======== PASSAGE SHOWN ========

Walter Plate: East End Abstractions

August 1 – October 31, 2019

Pollock Krasner House and Study Center

AUGUST 1 – OCTOBER 31, 2019

Reception and gallery talk by Marc Plate, Sunday, August 4 from 5 – 7 pm

Like his contemporary Joseph Glasco, Walter Plate (1925-1972) served in the military during World War II. He continued his art studies on the G.I. Bill in Paris and at the Art Students League summer school in Woodstock, New York, where he moved in 1951 and became a close friend of Herman Cherry and Philip Guston. Also like Glasco he achieved early recognition, with work included in five Whitney Annuals in the 1950s and the Gold Medal at the Corcoran Biennial in 1959. As a rising star among the younger generation of abstract expressionists, his gestural canvases were also shown at the Chicago Art Institute, The Detroit Institute of Arts, the Pennsylvania Academy and the 1955 Pittsburgh International Exhibition, and were reproduced in ART/USA/NOW in 1963. His career was cut short by his untimely death at age 47.

======== INFORMATION SHOWN ========

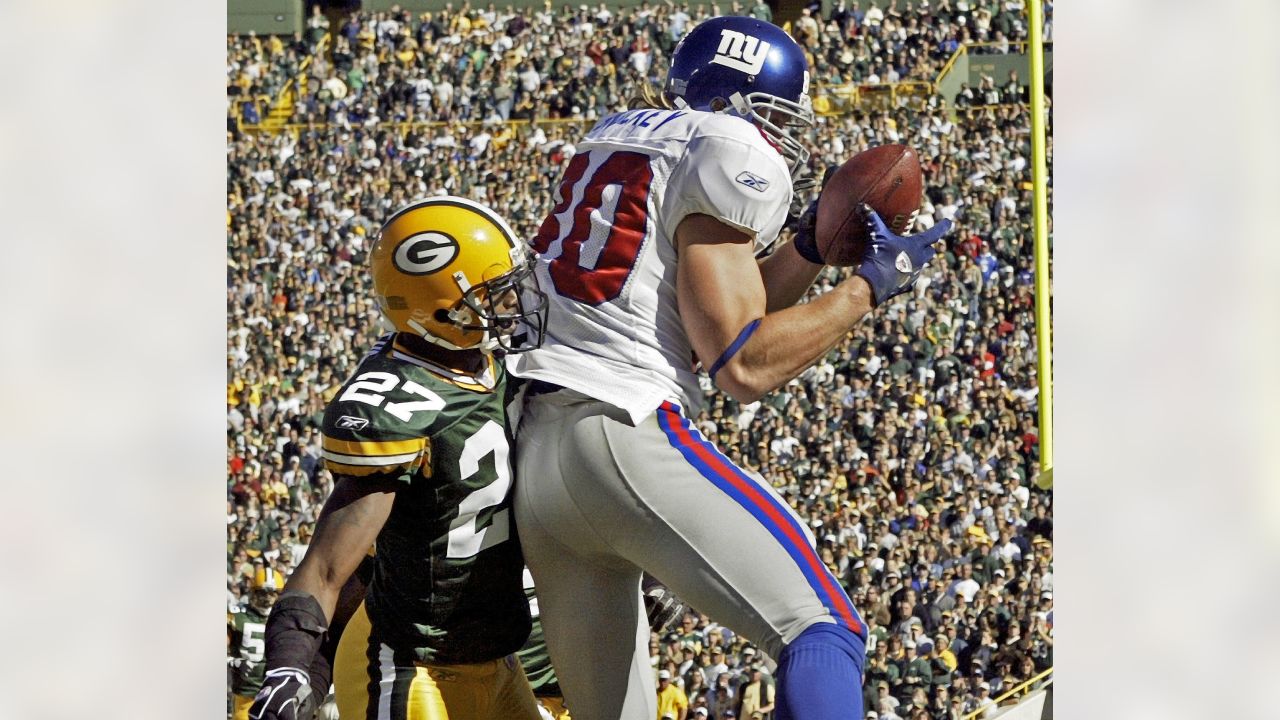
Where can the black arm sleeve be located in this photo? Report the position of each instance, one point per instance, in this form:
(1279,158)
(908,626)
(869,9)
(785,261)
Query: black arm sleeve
(295,632)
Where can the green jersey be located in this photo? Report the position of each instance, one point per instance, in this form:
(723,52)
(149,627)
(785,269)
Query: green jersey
(446,586)
(534,656)
(247,628)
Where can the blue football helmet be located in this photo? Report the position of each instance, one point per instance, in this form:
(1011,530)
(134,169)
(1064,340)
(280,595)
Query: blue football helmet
(753,69)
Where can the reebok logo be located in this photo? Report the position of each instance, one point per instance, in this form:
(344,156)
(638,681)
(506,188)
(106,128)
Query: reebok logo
(753,181)
(740,51)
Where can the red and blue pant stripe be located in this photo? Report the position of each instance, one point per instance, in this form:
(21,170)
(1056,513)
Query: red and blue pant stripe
(764,506)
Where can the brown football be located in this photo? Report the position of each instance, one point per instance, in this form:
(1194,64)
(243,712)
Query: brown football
(888,180)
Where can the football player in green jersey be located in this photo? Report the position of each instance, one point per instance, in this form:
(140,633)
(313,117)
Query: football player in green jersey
(245,630)
(417,440)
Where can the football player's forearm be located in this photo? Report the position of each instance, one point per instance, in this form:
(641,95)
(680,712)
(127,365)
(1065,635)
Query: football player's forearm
(791,340)
(786,277)
(348,525)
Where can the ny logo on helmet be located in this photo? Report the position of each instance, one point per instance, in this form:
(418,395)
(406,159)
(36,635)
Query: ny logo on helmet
(425,253)
(741,51)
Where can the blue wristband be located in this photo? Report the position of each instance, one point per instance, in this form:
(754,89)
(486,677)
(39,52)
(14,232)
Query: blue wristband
(734,347)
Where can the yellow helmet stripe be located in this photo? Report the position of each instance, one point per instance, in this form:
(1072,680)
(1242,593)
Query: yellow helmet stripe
(370,461)
(452,200)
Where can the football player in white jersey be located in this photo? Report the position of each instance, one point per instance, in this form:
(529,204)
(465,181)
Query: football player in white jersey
(652,253)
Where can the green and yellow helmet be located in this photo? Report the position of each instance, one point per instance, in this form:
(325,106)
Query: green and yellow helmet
(452,272)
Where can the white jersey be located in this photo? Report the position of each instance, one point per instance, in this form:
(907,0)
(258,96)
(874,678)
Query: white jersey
(607,255)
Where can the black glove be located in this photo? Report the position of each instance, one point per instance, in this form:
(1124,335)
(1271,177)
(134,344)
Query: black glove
(661,605)
(892,263)
(286,695)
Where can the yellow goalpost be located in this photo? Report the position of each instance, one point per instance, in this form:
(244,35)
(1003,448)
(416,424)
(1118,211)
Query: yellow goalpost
(1043,296)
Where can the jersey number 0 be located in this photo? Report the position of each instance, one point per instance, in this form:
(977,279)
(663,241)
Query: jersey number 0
(597,258)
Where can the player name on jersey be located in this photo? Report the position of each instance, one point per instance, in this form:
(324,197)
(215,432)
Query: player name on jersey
(607,249)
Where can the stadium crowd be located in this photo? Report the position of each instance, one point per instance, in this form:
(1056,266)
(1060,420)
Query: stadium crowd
(910,450)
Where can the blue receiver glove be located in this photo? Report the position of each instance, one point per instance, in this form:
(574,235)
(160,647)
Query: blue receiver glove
(892,263)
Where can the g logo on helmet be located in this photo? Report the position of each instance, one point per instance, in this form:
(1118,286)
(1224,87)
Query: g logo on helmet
(425,253)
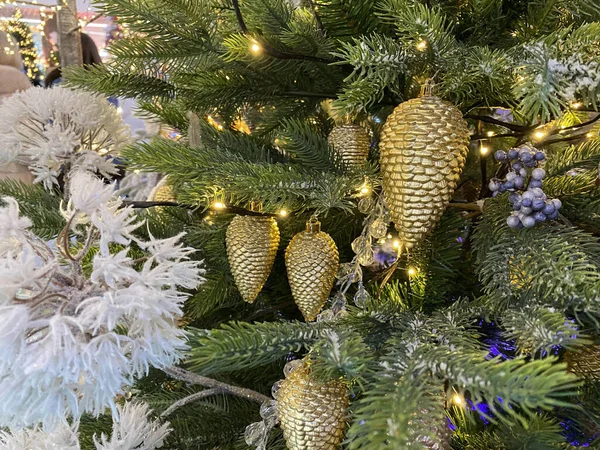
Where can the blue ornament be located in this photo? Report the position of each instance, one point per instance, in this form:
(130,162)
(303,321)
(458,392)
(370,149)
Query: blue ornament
(513,221)
(548,209)
(526,157)
(528,221)
(538,204)
(519,182)
(494,185)
(538,193)
(500,155)
(528,194)
(538,174)
(535,184)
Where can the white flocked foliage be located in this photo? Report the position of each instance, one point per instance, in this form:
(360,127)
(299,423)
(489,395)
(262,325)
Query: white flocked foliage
(50,129)
(69,343)
(132,430)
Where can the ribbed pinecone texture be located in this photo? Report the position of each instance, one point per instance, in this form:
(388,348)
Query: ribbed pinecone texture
(164,193)
(424,144)
(351,142)
(585,362)
(312,414)
(312,261)
(252,243)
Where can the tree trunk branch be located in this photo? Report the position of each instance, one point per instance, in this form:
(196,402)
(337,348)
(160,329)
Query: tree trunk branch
(189,399)
(192,378)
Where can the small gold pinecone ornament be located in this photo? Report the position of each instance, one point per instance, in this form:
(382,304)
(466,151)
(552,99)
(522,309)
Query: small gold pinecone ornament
(351,142)
(252,243)
(584,362)
(163,192)
(312,414)
(312,261)
(424,144)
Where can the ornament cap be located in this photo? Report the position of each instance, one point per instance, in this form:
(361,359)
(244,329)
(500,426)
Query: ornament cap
(313,225)
(255,206)
(427,88)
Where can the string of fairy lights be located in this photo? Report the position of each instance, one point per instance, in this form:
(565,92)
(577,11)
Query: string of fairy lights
(19,32)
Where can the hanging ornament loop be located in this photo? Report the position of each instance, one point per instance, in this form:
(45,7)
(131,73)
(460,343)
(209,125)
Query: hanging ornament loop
(428,88)
(313,225)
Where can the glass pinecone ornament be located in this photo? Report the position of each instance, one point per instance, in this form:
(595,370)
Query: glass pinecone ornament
(312,262)
(424,144)
(584,362)
(312,414)
(164,193)
(439,428)
(252,243)
(351,142)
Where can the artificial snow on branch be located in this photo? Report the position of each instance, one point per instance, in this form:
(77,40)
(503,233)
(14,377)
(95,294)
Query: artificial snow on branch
(70,340)
(51,130)
(132,430)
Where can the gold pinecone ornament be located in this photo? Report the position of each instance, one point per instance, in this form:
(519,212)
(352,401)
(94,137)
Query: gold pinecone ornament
(312,414)
(252,243)
(424,145)
(312,261)
(164,193)
(351,142)
(440,429)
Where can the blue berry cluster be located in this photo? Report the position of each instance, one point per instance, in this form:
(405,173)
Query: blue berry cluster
(524,182)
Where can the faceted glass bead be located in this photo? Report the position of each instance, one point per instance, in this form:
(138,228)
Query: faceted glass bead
(360,243)
(365,205)
(255,433)
(326,316)
(347,272)
(268,411)
(291,365)
(275,389)
(361,296)
(366,257)
(378,228)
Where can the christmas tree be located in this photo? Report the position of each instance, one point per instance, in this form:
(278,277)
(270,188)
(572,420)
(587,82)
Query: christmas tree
(396,204)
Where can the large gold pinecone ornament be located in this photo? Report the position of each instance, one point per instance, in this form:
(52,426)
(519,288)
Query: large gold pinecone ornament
(439,428)
(312,262)
(351,142)
(424,145)
(584,362)
(252,243)
(312,414)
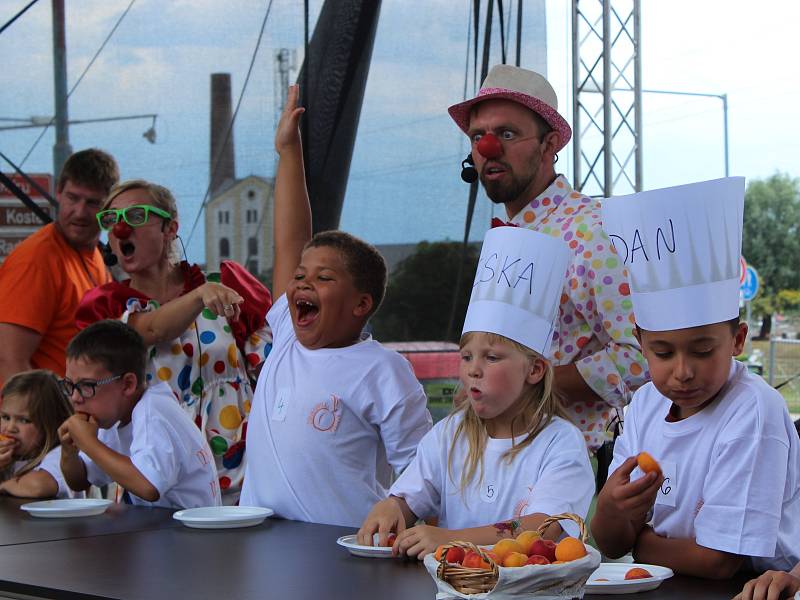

========

> **SET EXERCISE A**
Rewrite the passage on Walter Plate from "Like his contemporary" up to and including "death at age 47.", changing "untimely" to "premature".
> **SET EXERCISE B**
According to the passage on Walter Plate, why did his career end early?
Rely only on the text itself to do this work.

> **CORRECT OUTPUT A**
Like his contemporary Joseph Glasco, Walter Plate (1925-1972) served in the military during World War II. He continued his art studies on the G.I. Bill in Paris and at the Art Students League summer school in Woodstock, New York, where he moved in 1951 and became a close friend of Herman Cherry and Philip Guston. Also like Glasco he achieved early recognition, with work included in five Whitney Annuals in the 1950s and the Gold Medal at the Corcoran Biennial in 1959. As a rising star among the younger generation of abstract expressionists, his gestural canvases were also shown at the Chicago Art Institute, The Detroit Institute of Arts, the Pennsylvania Academy and the 1955 Pittsburgh International Exhibition, and were reproduced in ART/USA/NOW in 1963. His career was cut short by his premature death at age 47.

> **CORRECT OUTPUT B**
His career was cut short because he died an untimely death at age 47.